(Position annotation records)

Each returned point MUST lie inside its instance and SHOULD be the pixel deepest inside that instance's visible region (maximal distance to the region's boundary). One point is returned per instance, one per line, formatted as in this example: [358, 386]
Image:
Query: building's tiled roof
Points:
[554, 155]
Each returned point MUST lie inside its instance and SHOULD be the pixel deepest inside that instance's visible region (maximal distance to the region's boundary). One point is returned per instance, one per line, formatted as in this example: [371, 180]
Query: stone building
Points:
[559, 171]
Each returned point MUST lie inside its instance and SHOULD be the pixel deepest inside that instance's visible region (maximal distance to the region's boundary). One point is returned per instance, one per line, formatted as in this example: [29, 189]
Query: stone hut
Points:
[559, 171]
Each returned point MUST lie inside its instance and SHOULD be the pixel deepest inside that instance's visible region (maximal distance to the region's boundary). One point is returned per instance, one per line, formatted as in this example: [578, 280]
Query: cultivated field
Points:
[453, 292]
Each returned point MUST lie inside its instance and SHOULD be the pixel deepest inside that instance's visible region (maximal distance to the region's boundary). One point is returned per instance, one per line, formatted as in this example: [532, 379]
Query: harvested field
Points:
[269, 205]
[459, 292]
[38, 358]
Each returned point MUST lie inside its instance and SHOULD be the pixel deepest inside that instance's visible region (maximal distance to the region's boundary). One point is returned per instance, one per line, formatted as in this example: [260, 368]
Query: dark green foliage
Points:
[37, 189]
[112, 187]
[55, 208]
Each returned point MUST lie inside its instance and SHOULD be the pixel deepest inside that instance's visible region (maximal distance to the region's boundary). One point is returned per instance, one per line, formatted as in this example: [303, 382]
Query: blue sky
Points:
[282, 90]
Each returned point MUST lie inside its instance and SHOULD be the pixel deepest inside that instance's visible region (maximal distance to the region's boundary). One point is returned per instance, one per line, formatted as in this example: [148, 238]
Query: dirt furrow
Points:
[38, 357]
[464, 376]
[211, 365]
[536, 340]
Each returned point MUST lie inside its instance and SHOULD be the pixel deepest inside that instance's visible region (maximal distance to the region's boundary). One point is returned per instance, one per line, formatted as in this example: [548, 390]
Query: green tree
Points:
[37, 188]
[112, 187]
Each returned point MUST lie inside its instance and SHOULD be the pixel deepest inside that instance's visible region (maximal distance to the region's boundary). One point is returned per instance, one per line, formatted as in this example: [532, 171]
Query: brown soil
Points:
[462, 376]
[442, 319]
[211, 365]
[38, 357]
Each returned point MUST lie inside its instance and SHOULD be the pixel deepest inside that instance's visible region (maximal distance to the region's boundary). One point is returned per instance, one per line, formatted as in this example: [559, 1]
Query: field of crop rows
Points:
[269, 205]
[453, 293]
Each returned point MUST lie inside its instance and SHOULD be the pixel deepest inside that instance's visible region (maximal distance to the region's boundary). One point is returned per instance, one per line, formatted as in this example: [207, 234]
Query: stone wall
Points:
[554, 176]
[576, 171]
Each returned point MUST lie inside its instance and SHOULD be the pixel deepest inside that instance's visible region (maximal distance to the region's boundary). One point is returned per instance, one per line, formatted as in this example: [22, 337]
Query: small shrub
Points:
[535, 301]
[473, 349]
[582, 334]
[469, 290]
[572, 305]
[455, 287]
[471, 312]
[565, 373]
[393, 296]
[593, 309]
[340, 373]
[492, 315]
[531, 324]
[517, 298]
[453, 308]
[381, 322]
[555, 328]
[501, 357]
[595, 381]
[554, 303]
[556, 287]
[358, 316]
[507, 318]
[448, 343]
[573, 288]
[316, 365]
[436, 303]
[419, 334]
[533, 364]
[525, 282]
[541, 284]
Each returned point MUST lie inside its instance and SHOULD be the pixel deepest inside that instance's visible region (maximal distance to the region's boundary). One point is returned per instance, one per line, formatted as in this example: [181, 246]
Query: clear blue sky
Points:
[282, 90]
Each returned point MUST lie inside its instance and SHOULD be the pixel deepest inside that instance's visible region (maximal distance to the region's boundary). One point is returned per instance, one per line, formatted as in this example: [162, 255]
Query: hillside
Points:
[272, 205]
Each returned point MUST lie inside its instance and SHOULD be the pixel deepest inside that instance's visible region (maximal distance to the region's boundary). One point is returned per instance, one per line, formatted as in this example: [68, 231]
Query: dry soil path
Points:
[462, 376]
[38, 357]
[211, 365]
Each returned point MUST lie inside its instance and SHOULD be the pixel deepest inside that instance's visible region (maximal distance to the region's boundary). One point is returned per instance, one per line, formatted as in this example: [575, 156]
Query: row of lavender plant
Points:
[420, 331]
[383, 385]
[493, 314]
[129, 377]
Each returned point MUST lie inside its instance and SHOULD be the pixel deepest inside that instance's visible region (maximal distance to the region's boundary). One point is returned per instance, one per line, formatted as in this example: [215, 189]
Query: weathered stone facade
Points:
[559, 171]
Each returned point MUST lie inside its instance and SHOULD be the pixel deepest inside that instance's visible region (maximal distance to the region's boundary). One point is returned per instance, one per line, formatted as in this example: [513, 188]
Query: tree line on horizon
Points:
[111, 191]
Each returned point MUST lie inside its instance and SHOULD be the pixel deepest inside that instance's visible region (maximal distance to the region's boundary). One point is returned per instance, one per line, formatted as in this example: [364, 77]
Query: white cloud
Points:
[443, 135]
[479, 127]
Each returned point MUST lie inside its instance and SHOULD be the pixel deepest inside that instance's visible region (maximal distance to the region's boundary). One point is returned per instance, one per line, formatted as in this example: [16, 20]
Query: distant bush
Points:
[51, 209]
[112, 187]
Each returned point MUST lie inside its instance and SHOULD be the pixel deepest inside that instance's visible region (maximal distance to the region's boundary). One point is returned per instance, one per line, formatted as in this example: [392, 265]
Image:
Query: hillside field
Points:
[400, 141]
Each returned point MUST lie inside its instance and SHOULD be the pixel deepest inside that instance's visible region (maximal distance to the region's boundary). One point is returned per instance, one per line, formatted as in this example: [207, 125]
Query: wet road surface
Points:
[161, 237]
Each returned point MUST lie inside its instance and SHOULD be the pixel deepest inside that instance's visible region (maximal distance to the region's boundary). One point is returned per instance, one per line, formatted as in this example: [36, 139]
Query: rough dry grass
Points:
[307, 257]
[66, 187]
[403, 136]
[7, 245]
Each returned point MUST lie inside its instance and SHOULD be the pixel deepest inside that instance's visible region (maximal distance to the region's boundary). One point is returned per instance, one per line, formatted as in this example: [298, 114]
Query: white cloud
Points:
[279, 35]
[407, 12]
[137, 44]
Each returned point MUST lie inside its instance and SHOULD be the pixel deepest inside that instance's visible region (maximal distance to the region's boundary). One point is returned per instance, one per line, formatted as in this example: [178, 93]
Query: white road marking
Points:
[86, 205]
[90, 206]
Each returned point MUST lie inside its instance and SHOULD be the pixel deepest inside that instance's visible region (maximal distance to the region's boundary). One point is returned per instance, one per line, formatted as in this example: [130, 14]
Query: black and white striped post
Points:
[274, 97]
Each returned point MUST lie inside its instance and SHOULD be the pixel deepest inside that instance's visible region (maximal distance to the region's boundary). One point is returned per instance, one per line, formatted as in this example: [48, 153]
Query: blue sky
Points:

:: OBJECTIVE ::
Write out the records again, switching every "visible region" to "visible area" and leaving everything else unchanged.

:: RESPONSE FOR THIS EXERCISE ::
Each returned point MUST lie inside its instance and SHOULD be the pixel deepest inside that instance's visible area (maximal distance to the region's boundary). One point is returned per instance, one per line, formatted as in this example: [358, 386]
Image:
Query: building's tiled roof
Points:
[554, 155]
Each returned point MUST lie inside its instance and SHOULD be the pixel deepest inside that instance's visible area (maximal distance to the region's boundary). One point is returned per instance, one per line, formatted as in this example: [371, 180]
Query: stone building
Points:
[559, 171]
Each returned point MUST lie inside its instance and SHOULD be the pixel deepest inside that instance's visible area (maximal distance to the region's boundary). One point is returned per instance, one per line, formatted as in this example: [29, 189]
Query: stone hut
Points:
[559, 171]
Each returned point MUST lie inside its instance and SHOULD be the pixel deepest inside that instance's visible area (maximal distance to the region's boundary). One point is returned per instance, one per line, formatted as in this example: [578, 280]
Query: cultivated field
Points:
[453, 292]
Each returned point MUST lie inside its instance and SHOULD be the pixel deepest inside that instance's visible area (maximal distance to the region's boundary). One point is returned per instance, one per line, formatted as in this example: [532, 379]
Query: harvested field
Points:
[269, 205]
[459, 292]
[38, 358]
Each returned point MUST lie inside its instance and SHOULD be the pixel deepest inside that instance's visible area (maximal distance to the region's boundary). One point is returned per instance, one per line, formatted as in this example: [260, 368]
Query: dark green foliage
Points:
[37, 189]
[112, 187]
[55, 208]
Each returned point MUST lie inside its instance and SHOULD be the pixel deepest inside that instance's visible area (maximal distance to the region's boundary). One point is returned per instance, one per line, formatted as in this example: [303, 382]
Query: blue sky
Points:
[282, 90]
Each returned point MUST lie inside its instance and SHOULD be the pixel deepest inside that instance's visible area (maximal distance to the region's boundary). One point is returned per instance, one per line, formatted as in this example: [148, 238]
Query: dirt furrow
Points:
[38, 357]
[464, 376]
[211, 365]
[536, 340]
Each returned point MUST lie inside its instance and SHOULD be the pixel deepest inside that instance's visible area (maximal distance to the region's boundary). One point is returned per instance, one per line, formatted as in this example: [548, 390]
Query: green tree
Points:
[37, 188]
[112, 187]
Each returned point MUST lie inside its instance and SHOULD be the pixel deepest inside that instance's visible area (maximal distance to the region's boundary). One point is returned per instance, one per line, formatted as in this example: [532, 171]
Query: brown soil
Points:
[462, 376]
[442, 319]
[211, 365]
[38, 357]
Each returned point MUST lie inside its instance and SHOULD be the pixel deepest inside that instance's visible area (maximal distance to the region's boundary). One point is returned per instance, one per line, formatted as in this example: [559, 1]
Query: field of crop rows
Points:
[269, 205]
[453, 293]
Each returned point MUST lie inside its instance and SHOULD be the pixel deepest inside that instance's visible area (maximal distance to the region's boundary). One point is returned per instance, one per line, formatted as in this example: [207, 234]
Query: stone wall
Points:
[554, 176]
[576, 171]
Each returned point MUST lie inside its instance and SHOULD be the pixel deepest inside that instance's visible area (maximal distance to the region's boundary). One point is returned per instance, one per line, formatted as in this example: [22, 337]
Query: small shrub
Points:
[535, 301]
[473, 349]
[582, 334]
[469, 290]
[572, 305]
[455, 287]
[471, 312]
[565, 373]
[393, 296]
[593, 309]
[340, 373]
[492, 315]
[531, 324]
[517, 298]
[453, 308]
[381, 322]
[555, 328]
[501, 357]
[595, 381]
[554, 303]
[556, 287]
[358, 316]
[507, 318]
[448, 343]
[573, 288]
[316, 365]
[436, 303]
[419, 334]
[533, 364]
[525, 282]
[541, 284]
Each returned point MUST lie inside its instance and SHOULD be the pixel deepest inside that instance's visible area (maximal distance to the region's boundary). One point is returned per instance, one per line, formatted as in this example: [181, 246]
Query: clear blue sky
Points:
[282, 90]
Each returned point MUST lie inside its instance and SHOULD be the pixel deepest inside that instance's visible area (maximal distance to the region's boundary). One point is returned per instance, one per line, formatted as in this example: [162, 255]
Query: hillside
Points:
[272, 205]
Each returned point MUST lie inside its instance and SHOULD be the pixel deepest inside that instance's visible area (maximal distance to the region's boundary). One point is returned per instance, one per line, formatted as in this example: [68, 231]
Query: dry soil path
Points:
[462, 376]
[38, 357]
[211, 365]
Each returned point MUST lie inside its instance and SHOULD be the pixel deepest inside that instance's visible area (maximal distance to the region's boundary). One point is returned per instance, one per line, formatted as in this example: [575, 156]
Query: row of lavender plant
Points:
[420, 331]
[383, 385]
[493, 314]
[129, 377]
Each returned point MUST lie inside its instance and SHOULD be the pixel deepest inside that instance's visible area (maximal distance to the region's boundary). One point is returned per instance, one per line, formatted as in this example: [215, 189]
Query: weathered stone facade
Points:
[559, 171]
Each returned point MUST lie inside its instance and SHOULD be the pixel deepest inside that instance's visible area (maximal distance to the region's boundary). One point is returned per instance, one per line, formatted as in this example: [513, 188]
Query: tree line on horizon
Points:
[111, 191]
Each returned point MUST lie inside its instance and SHOULD be the pixel deepest inside that instance's visible area (maximal distance to the region's boundary). One point is returned per instance, one per line, formatted as in this example: [364, 77]
Query: white cloud
Points:
[443, 135]
[479, 127]
Each returned point MUST lie inside its instance and SHOULD be the pixel deepest inside that instance's visible area (maximal distance to the region's boundary). One point is returned per instance, one per line, formatted as in this example: [16, 20]
Query: distant bush
Points:
[51, 209]
[112, 187]
Each returned point MUST lie inside its instance and SHOULD be the pixel deepest inside that instance's visible area (maximal distance to the region's boundary). One point is returned per instance, one per line, formatted as in this example: [392, 265]
Image:
Query: hillside field
Points:
[400, 141]
Each returned point MUST lie inside its instance and SHOULD be the pixel deepest inside that instance's visible area (maximal distance to the region's boundary). One point is returned per instance, one per line, formatted as in this example: [207, 125]
Query: wet road surface
Points:
[161, 237]
Each returned point MUST lie inside its instance and SHOULD be the pixel deepest inside that instance's visible area (maximal distance to the region's boundary). One point is returned per instance, one per line, formatted as in this example: [36, 139]
Query: rough dry grass
Points:
[307, 257]
[66, 187]
[403, 136]
[7, 245]
Each returned point MUST lie inside its instance and SHOULD be the pixel deepest inside that instance's visible area (maximal distance to the region's boundary). One point is returned per instance, one per line, formatted as in this example: [298, 114]
Query: white cloud
Points:
[279, 35]
[407, 12]
[137, 44]
Each returned point MUST lie inside its instance and SHOULD be the pixel deepest inside that instance's visible area (maximal distance to the region's boundary). One point is returned per instance, one per line, formatted as in this example: [178, 93]
Query: white road marking
Points:
[86, 205]
[90, 206]
Each returned point MUST lie inside its instance and SHOULD be the pixel deepest inside that instance's visible area (maximal distance to the region's boundary). One point is returned per instance, one per line, formatted as in this example: [130, 14]
Query: black and white striped post
Points:
[274, 97]
Each returned point MUST lie inside its instance and SHOULD be the pixel deepest inside that instance's visible area (maximal distance to the region's boundary). One point is returned per instance, one per line, formatted as in this example: [48, 153]
Query: blue sky
Points:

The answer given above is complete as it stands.